__About this task__
Please reproduce the listing from the line containing "226H358L357 218L353 217V213L347" up to and including the line containing "positive clicks: (355, 216) (358, 222)", with "rough mask" changed to "coarse mask" and everything else left the same. Return only those lines.

The data Block Start

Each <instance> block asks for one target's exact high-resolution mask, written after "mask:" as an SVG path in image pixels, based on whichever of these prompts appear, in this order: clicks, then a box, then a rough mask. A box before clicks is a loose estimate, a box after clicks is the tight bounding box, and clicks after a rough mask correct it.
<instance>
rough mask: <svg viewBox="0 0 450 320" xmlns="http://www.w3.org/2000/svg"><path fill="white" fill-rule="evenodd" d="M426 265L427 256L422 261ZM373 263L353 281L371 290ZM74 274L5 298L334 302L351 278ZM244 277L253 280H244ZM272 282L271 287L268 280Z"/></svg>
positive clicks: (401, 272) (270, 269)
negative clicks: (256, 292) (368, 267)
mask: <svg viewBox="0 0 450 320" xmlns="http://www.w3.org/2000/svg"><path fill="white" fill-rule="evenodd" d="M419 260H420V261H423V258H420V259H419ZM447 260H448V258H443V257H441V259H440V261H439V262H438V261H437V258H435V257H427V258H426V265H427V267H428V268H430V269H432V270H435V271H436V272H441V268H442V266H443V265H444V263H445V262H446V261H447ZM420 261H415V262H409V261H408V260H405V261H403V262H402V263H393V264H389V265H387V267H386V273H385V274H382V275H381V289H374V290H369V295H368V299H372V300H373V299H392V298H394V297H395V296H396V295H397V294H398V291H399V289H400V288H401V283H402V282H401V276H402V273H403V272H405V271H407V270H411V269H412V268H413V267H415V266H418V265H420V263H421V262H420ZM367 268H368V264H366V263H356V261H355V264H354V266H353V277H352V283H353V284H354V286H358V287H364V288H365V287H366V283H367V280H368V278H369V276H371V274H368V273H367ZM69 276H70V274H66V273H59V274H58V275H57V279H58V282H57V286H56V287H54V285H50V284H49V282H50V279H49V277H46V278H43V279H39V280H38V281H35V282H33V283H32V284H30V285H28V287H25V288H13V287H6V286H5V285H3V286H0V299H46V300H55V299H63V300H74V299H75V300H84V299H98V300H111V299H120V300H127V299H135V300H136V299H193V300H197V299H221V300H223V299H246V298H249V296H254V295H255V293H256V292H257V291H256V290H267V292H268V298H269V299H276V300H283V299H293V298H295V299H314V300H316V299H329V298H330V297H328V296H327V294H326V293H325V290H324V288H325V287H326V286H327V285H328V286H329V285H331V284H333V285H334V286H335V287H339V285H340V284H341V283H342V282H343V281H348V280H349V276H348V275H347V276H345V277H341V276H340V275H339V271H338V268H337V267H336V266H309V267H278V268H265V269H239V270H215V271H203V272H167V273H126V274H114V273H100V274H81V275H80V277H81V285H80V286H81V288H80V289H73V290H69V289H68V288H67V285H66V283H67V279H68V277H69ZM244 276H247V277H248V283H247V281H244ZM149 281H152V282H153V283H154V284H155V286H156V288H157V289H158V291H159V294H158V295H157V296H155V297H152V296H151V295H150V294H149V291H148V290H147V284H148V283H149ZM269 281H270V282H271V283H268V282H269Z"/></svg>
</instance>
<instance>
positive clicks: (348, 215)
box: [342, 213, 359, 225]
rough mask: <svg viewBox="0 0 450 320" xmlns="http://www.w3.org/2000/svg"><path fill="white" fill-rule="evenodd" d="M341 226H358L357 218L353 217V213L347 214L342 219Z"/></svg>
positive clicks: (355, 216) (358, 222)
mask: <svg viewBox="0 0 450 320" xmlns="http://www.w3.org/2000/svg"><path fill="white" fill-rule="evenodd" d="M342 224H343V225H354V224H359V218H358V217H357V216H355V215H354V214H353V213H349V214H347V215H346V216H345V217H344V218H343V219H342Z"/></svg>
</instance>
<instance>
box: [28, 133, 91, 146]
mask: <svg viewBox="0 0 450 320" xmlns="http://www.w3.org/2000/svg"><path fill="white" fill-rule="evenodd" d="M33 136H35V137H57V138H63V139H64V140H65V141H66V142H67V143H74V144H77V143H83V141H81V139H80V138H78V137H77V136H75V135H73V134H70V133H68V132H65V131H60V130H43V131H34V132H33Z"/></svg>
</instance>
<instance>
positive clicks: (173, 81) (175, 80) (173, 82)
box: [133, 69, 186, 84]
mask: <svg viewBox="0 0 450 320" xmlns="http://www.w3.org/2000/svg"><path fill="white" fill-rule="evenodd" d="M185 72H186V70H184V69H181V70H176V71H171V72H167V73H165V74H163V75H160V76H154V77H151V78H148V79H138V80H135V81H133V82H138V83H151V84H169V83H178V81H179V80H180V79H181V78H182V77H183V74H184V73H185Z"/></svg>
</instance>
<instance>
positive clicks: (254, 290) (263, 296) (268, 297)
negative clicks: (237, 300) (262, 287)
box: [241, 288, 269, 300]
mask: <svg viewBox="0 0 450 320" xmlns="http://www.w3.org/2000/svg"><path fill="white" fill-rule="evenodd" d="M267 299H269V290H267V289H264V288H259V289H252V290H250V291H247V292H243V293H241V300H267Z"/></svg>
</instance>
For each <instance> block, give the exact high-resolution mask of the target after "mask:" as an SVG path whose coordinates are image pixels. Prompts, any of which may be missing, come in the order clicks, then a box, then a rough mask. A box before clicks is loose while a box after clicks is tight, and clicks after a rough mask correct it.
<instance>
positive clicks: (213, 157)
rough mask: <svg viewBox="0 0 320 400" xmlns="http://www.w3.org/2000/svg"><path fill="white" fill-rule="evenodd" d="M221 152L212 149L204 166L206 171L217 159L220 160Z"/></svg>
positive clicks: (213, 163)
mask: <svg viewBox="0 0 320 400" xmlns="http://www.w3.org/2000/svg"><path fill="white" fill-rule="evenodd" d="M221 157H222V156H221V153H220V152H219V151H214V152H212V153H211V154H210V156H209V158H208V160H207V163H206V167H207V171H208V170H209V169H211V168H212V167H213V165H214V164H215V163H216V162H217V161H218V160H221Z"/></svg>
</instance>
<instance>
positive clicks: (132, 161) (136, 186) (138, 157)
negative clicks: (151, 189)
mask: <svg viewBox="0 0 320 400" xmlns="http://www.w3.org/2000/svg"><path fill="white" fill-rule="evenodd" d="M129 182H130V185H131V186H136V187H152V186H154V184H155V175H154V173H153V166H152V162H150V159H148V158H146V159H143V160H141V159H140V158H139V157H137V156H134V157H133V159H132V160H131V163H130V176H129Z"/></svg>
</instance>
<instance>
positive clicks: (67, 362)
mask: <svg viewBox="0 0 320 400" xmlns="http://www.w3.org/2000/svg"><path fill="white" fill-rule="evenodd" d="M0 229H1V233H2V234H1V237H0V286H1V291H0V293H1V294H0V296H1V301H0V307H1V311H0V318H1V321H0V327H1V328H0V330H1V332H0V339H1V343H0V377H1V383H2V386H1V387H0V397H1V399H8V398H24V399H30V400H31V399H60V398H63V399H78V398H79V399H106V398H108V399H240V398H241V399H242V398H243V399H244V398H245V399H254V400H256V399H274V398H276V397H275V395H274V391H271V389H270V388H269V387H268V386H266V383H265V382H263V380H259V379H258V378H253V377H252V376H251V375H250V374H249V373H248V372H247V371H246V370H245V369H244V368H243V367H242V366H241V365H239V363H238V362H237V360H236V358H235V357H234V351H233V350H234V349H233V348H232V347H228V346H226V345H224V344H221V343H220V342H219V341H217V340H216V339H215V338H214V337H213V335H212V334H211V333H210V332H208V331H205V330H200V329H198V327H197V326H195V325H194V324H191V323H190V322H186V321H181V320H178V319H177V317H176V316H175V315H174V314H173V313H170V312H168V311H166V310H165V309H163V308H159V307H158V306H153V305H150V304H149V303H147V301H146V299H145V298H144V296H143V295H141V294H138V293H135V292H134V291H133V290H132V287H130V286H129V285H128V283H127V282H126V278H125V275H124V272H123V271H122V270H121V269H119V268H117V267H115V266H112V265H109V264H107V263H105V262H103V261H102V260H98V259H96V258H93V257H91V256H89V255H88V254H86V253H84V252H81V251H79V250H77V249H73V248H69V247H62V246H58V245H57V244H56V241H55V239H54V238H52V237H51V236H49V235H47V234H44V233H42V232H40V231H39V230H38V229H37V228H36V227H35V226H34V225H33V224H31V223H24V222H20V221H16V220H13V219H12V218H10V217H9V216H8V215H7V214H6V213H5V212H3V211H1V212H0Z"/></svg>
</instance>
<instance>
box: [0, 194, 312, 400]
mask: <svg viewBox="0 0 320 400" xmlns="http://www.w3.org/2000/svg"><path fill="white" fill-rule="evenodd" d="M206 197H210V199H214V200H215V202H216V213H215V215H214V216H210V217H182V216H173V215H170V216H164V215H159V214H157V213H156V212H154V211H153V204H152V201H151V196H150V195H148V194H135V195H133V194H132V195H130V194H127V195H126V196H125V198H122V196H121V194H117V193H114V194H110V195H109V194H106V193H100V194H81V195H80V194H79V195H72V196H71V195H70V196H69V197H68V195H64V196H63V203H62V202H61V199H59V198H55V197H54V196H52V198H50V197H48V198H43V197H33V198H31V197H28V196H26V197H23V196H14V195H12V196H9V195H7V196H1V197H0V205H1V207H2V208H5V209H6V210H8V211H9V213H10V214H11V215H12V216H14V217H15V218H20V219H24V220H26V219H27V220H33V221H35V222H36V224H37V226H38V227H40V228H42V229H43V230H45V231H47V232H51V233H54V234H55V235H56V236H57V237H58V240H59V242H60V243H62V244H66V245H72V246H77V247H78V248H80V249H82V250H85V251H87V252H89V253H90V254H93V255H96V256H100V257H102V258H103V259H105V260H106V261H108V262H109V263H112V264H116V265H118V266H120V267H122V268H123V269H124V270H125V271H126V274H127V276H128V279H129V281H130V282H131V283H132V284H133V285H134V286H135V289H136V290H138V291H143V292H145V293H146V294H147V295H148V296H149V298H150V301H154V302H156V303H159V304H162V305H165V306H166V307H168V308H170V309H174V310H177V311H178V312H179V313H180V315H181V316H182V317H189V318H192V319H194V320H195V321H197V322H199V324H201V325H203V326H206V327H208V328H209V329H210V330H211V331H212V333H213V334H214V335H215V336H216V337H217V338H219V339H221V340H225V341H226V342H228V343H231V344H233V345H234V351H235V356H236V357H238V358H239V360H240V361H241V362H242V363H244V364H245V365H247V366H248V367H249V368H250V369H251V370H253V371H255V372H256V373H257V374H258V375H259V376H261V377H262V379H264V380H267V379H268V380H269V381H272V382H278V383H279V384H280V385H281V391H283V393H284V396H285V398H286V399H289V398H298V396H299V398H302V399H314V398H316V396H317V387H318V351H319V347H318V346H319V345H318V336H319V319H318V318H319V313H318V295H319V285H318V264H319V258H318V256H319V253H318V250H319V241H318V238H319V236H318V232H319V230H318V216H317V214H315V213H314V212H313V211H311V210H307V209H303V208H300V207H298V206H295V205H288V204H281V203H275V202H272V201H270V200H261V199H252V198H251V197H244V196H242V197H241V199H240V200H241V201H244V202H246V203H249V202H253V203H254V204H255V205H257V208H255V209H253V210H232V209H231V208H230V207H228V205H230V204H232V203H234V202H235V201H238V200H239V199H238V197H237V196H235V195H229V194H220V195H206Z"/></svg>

The data Block End

__Exercise answer__
coarse mask: <svg viewBox="0 0 450 320" xmlns="http://www.w3.org/2000/svg"><path fill="white" fill-rule="evenodd" d="M341 226H358L357 218L353 217V213L347 214L342 219Z"/></svg>
positive clicks: (355, 216) (358, 222)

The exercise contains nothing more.